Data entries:
--- BEGIN ---

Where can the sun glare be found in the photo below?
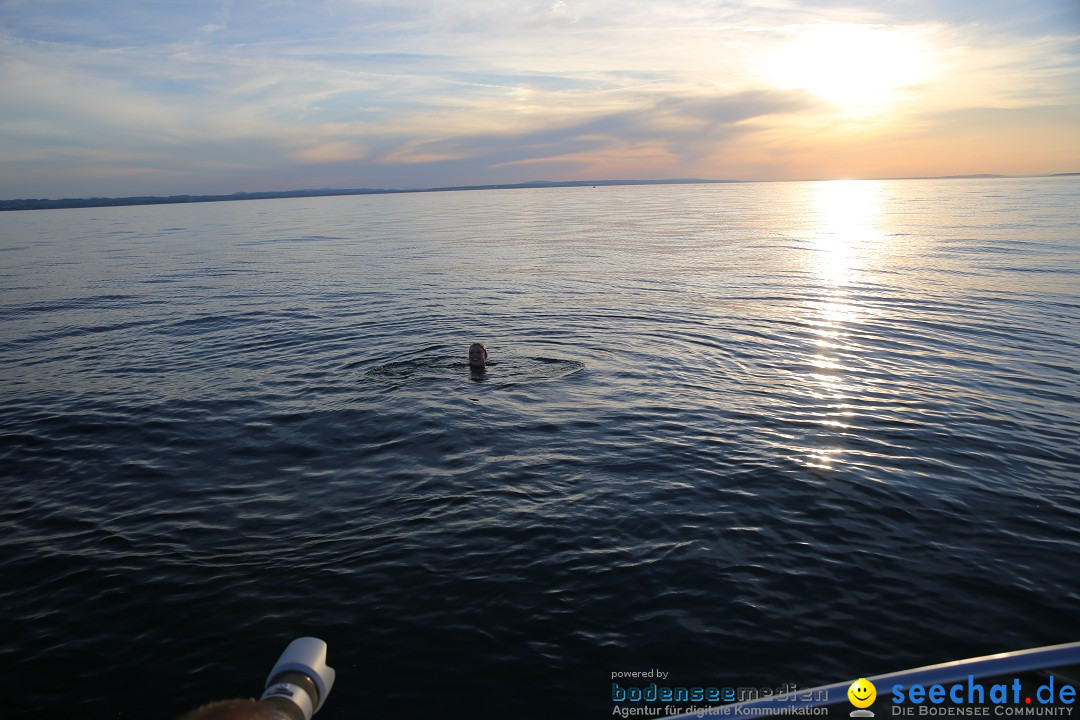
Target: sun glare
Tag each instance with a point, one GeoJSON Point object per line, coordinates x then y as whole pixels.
{"type": "Point", "coordinates": [861, 69]}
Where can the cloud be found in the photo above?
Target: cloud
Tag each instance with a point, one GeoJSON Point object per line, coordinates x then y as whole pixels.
{"type": "Point", "coordinates": [217, 93]}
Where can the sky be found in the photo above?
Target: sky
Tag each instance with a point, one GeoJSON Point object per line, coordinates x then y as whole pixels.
{"type": "Point", "coordinates": [132, 97]}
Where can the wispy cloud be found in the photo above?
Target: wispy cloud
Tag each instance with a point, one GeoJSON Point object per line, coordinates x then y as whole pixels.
{"type": "Point", "coordinates": [115, 97]}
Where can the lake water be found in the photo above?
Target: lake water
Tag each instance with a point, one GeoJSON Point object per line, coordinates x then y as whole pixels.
{"type": "Point", "coordinates": [746, 434]}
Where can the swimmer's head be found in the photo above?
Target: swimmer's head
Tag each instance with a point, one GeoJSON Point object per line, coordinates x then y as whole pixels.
{"type": "Point", "coordinates": [477, 354]}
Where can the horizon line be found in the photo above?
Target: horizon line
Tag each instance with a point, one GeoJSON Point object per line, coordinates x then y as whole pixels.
{"type": "Point", "coordinates": [76, 203]}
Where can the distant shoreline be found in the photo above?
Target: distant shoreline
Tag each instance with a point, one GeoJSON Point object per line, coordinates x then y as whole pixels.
{"type": "Point", "coordinates": [67, 203]}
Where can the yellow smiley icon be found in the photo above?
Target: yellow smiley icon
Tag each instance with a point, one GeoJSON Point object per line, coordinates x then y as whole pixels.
{"type": "Point", "coordinates": [862, 693]}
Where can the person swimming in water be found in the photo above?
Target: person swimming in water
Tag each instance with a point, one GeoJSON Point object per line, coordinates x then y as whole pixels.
{"type": "Point", "coordinates": [477, 355]}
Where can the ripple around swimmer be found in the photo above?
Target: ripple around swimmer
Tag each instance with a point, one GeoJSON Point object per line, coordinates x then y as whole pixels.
{"type": "Point", "coordinates": [509, 370]}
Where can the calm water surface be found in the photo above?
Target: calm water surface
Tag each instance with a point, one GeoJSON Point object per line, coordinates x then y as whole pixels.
{"type": "Point", "coordinates": [747, 434]}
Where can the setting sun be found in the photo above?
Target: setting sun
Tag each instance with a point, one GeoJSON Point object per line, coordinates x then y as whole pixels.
{"type": "Point", "coordinates": [859, 68]}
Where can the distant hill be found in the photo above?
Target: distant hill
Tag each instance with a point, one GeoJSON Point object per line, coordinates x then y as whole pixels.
{"type": "Point", "coordinates": [31, 204]}
{"type": "Point", "coordinates": [34, 204]}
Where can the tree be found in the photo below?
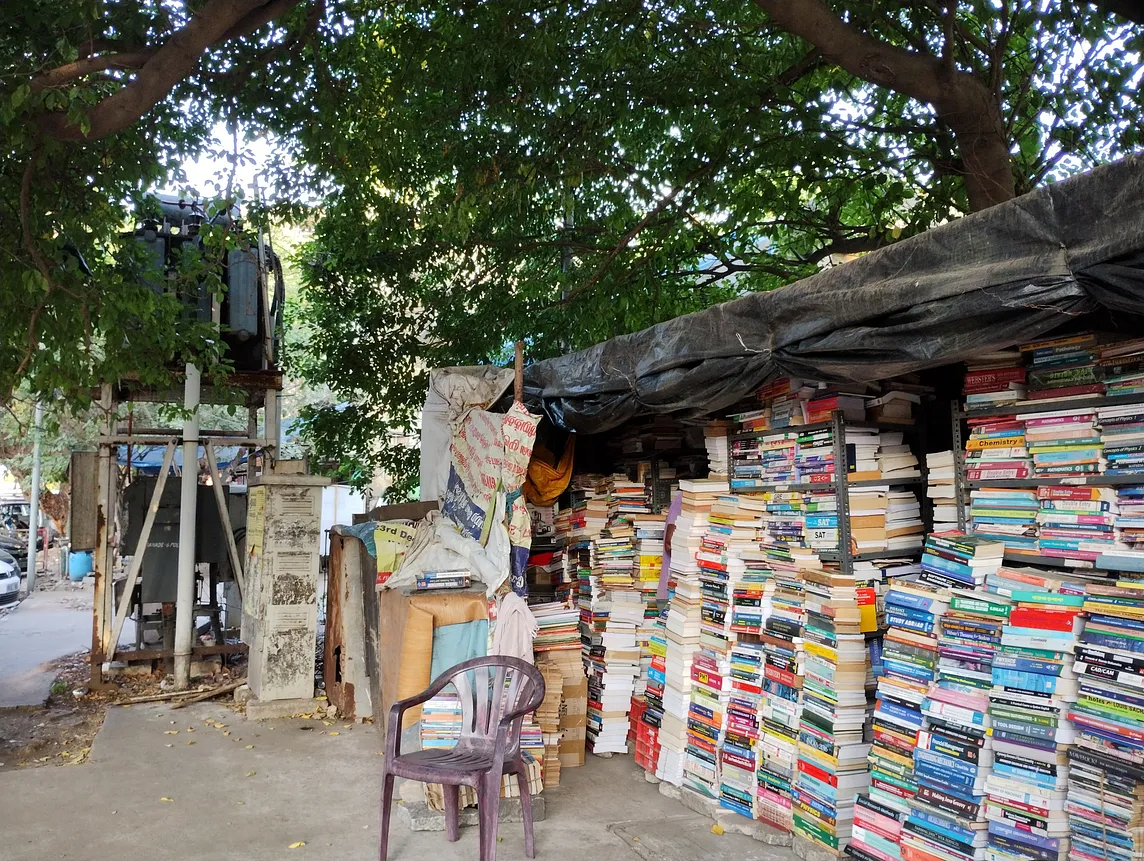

--- END ---

== Task directions ==
Rewrite the records from the line containing "Where can the ripple" through the end of the records, keeping every line and leaving out the pictures. Multiply each point coordinate by 0.4 and round it to a whole number, with halves rounding up.

== Expected answer ==
Where can the ripple around swimmer be found in the photo above?
Target: ripple around swimmer
Tag each instance with a point, one GeoJSON Point object per line, coordinates x then y as whole pixels.
{"type": "Point", "coordinates": [204, 148]}
Where can the calm water surface be found in the photo above?
Target: calm water surface
Tag each instance with a point, one GeoJSON Point object per line, coordinates x then y as whole pixels.
{"type": "Point", "coordinates": [299, 174]}
Where can the setting sun be found in the photo above?
Target: setting sun
Tag each instance with a point, one GeoJSON Point object per line, coordinates x then y as whole pixels.
{"type": "Point", "coordinates": [344, 27]}
Where can the distant hill be found in the photo above?
Target: distant hill
Tag each instance with a point, one GeoJSON Point object per line, coordinates x then y as whole pixels.
{"type": "Point", "coordinates": [12, 82]}
{"type": "Point", "coordinates": [14, 82]}
Where can the tree be found in the photo below?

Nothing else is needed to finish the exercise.